■ Passage given ■
—————

The New Legal Landscape for Text Mining and Machine Learning

From AcaWiki
Jump to: navigation, search

Citation: Matthew Sag The New Legal Landscape for Text Mining and Machine Learning.
Internet Archive Scholar (search for fulltext): The New Legal Landscape for Text Mining and Machine Learning
Wikidata (metadata): Q64475810
Download: https://ssrn.com/abstract=3331606
Tagged:

Summary

Text and data mining (TDM) is firmly ensconced in the US as fair use, following Authors Guild cases vs Google Books and HathiTrust, which held that copying expression works for non-expressive uses is fair use, in line with core copyright concepts: copyright holder controls communication of original expression to the public, compare with non-expressive uses and idea-expression dichotomy.

However TDM is not on as solid ground outside the US, eg in the EU, due to lack of fair use which provides greater flexibility than limited statutory exceptions, and because a lower threshold required to trigger the reproduction right raises questions about derivative works and machine learning that US researchers can ignore.

Four conceptual stages of a TDM research project highlight other potential obstacles, e.g., contracts with holding institutions, CFAA, anti-circumvention:

  1. Access (either physical or digital);
  2. Extraction (copying);
  3. Mining (analytical processing, internal verification, and external validation)
  4. Use

—————

■ Source data ■
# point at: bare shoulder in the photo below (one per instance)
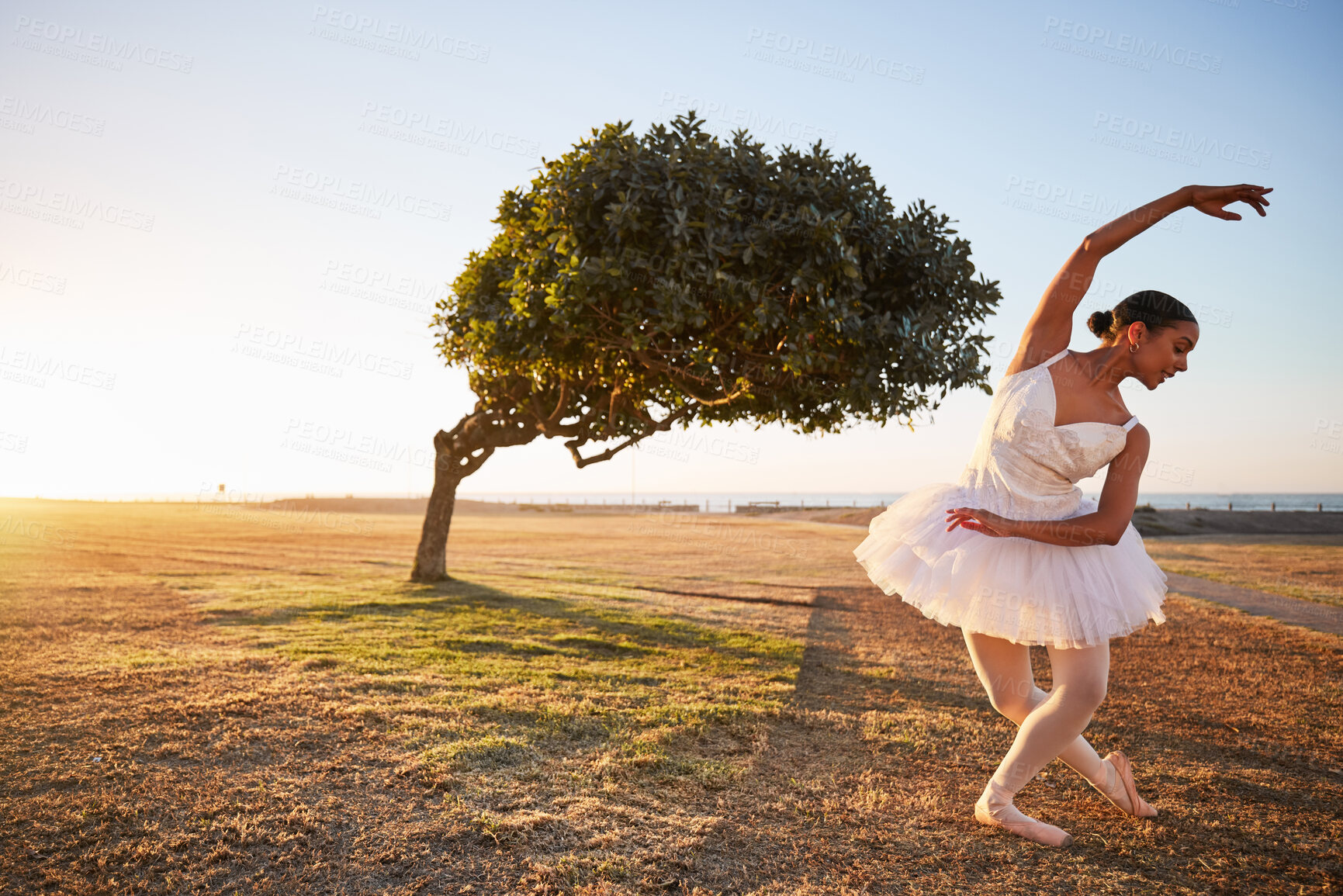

—————

■ Exercise tasks ■
A: According to the summary of the text and data mining paper, which court cases established text and data mining as fair use in the US?
B: Reproduce the part of the summary that begins at the words "1. Access (either" and stops after "and external validation)", renaming "Extraction" as "Duplication".

■ Results of the exercise ■
A: The Authors Guild cases against Google Books and HathiTrust.

B:
1. Access (either physical or digital);
  2. Duplication (copying);
  3. Mining (analytical processing, internal verification, and external validation)